EXTRACT TO READ |
┌──

Tag Archives: Dr. Victor Frankenstein

Fleeing the Mob

Read Mark 15:1-20

“Then some Jews arrived from Antioch and Iconium and won the crowds to their side. They stoned Paul and dragged him out of town, thinking he was dead.” (Acts 14:19 NLT)

TheMobScenePerhaps you have seen the old Universal film, “Frankenstein”, starring Boris Karloff. If so, you will certainly remember the scene of the townspeople forming a mob  and chasing after the monster accidentally killed the little girl while playing with her on the dock. The girl had stumbled upon the monster, well, the monster actually stumbled upon her. All the same, the girl was trying to teach the monster a game of throwing flowers into the water of a pond.

She threw one and it floated. The monster imitated and his floated too; however, when all of the flowers were floating in the water and there were none left to throw, the monster decided to try the same thing with the little girl. It was, in all honesty, an innocent mistake. Unfortunately, the little girl could not swim and ended up drowning. Add that to the fact that this creature, this “monster”, was pieced together with the body parts of dead corpses by a crazed and mad scientist, and the people in the girl’s village were riddled with fear and rage.

Of course, fear and rage make for a deadly combination and, so, an angry and vengeful mob was the result. For those who remember this film, you will remember that this mob chased after the monster and trapped him in a windmill. In their rage, they torched the windmill and the monster inevitably burned alive after the windmill caved in on him. Following the film’s conclusion, one is seriously left wondering who was truly the monster: the creature, or the neglectful mad scientist and the raging mob.

Another film comes to mind when I think of mob mentality. In the Walt Disney film “Beauty and the Beast”, Gaston riles a mob when Belle tries to save her father from being committed in a mental institution. In order to show that her father isn’t crazy in his ramblings about a “beast” living up in the castle, she shows Gaston and the crowd the beast through magic mirror the beast gave to her as a gift.

Using fear to persuade them, Gaston is able to easily persuade the  crowd into believing that this beast is ferocious and will come in the night to steal away their children and sink his sharp fangs into their flesh. Belle tries to counteract Gaston by telling the villagers that the beast is actually friendly and means them no harm; however, they’ve already mobbed together with pitchforks and guns and there was no way that reason was ever going to break through to them.

└──

INFORMATION SUPPLIED |

┌──

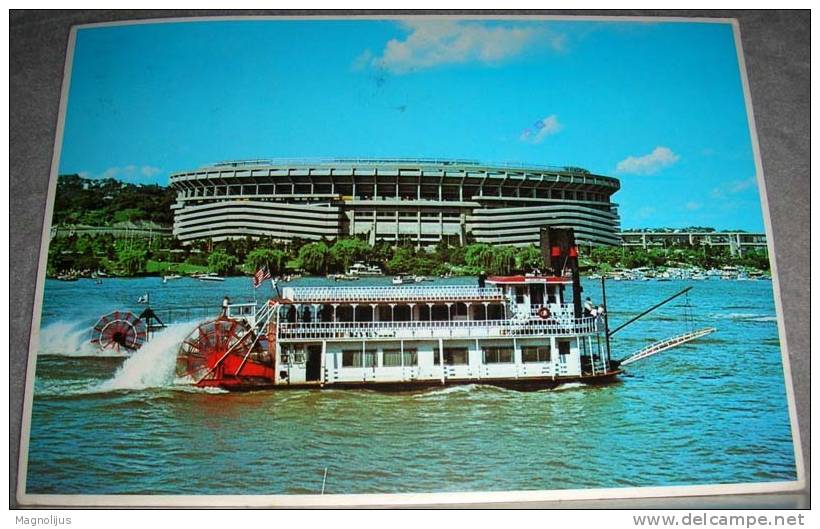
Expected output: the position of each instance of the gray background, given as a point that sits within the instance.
(777, 50)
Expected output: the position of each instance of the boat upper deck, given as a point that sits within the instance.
(394, 294)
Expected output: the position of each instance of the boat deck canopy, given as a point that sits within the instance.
(527, 279)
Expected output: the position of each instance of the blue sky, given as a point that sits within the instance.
(658, 105)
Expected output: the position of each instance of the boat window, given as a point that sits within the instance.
(495, 311)
(536, 354)
(498, 355)
(352, 358)
(392, 357)
(453, 356)
(537, 294)
(402, 313)
(359, 358)
(563, 347)
(439, 313)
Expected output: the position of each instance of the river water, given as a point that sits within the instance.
(712, 411)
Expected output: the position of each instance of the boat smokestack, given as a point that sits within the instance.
(560, 255)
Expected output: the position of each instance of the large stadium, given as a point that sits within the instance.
(413, 201)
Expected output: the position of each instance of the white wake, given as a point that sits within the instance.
(153, 365)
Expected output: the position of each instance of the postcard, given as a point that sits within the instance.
(433, 259)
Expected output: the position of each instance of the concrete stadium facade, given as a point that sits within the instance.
(398, 200)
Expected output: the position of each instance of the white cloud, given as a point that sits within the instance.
(645, 212)
(543, 127)
(647, 164)
(142, 174)
(734, 187)
(436, 42)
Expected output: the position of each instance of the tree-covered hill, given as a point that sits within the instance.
(103, 202)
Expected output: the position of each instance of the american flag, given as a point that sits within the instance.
(260, 275)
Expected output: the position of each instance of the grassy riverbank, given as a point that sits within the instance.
(84, 254)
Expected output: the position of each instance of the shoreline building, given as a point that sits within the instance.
(738, 242)
(417, 201)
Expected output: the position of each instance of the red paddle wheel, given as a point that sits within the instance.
(225, 353)
(119, 330)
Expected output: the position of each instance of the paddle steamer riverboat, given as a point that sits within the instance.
(526, 331)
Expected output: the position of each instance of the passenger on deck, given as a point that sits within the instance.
(589, 308)
(225, 303)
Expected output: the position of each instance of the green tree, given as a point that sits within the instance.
(315, 258)
(479, 256)
(530, 258)
(132, 261)
(274, 259)
(221, 262)
(347, 251)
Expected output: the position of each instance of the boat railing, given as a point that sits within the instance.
(422, 294)
(437, 329)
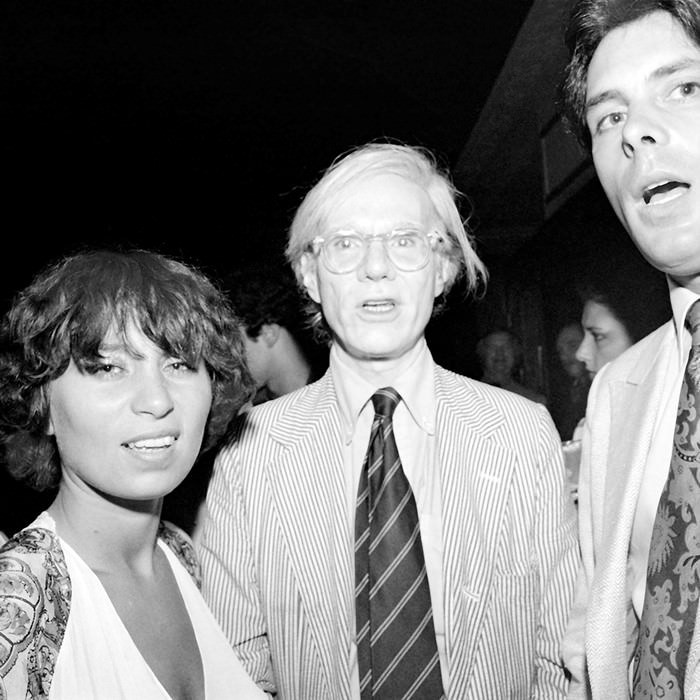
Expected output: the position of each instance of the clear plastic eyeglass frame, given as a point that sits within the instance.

└──

REQUIRED ACTIONS |
[1] Rewrite the paragraph of the text on mob mentality that begins "Of course, fear and rage make for a deadly combination" as a short bulleted list that keeps its main facts.
[2] According to the text on mob mentality above, what does Belle use to show Gaston and the crowd the beast?
[3] Continue the text on mob mentality, starting after its final sentence.

ANSWERS FOR THE TASKS |
[1]
- Fear and rage together produce an angry, vengeful mob.
- In the film, the mob chases the monster and traps him in a windmill.
- The mob sets the windmill on fire, and the monster burns alive when it caves in on him.
- The ending leaves viewers wondering who the real monster was: the creature, or the neglectful mad scientist and the raging mob.

[2] She uses a magic mirror that the beast gave her as a gift.

[3]
The mob ignored her completely, locked her up with her father, and ran off into the night to go kill the beast. In the end, they did so to their own detriment and at their own peril. Gaston, himself, ends dead as a result of his fear mongering. Thus, both “Frankenstein” and “Beauty and the Beast” can be seen, among other things, as a sharp and potent warning against mobs and the mob mentality.

We are so prone, as human beings, to run to the mill with what “could happen” that we often throw caution and reason to the wind in order to attack what we fear most. I see this happening right now in this country during this election cycle, and it is most certainly happening in our world as well. The more we are attacked by terrorists, and the more people’s perceptions of our stability and security become cynical and/or negative, the more people use that fear to drum up support for action that may or may not be reasonable, let alone practical or warranted.

The challenge for us is to flee the mob, to stay clear of it, to separate ourselves from the ferver, the fear mongering, the hype, the rhetoric, and the polarization that goes on in our communities and in our worlds. We need to put ourselves in an open space where we have room to take a deep breath, think, pray and allow God to guide us. It’s not that we shouldn’t heed warnings and/or look at all fear-inducing warnings as false or bad. They very well could be true; however, it is how we react to them that makes or breaks us. When we react like the common mob caught up in a rageful ferver, we fail to use our heads, our hearts, and our faith. God is calling us to flee the mob and seek God’s guidance and wisdom out in all that we do.

“The mob is the mother of tyrants.” – Diogones

Lord, help us to not to get caught up in the mob mentality and to seek only your ways and your guidance. Amen.

The Modern Prometheus

Read Psalm 14

“Fools base their thoughts on foolish assumptions, so their conclusions will be wicked madness; they chatter on and on. No one really knows what is going to happen; no one can predict the future.” (Ecclesiastes 10:13-14 NLT)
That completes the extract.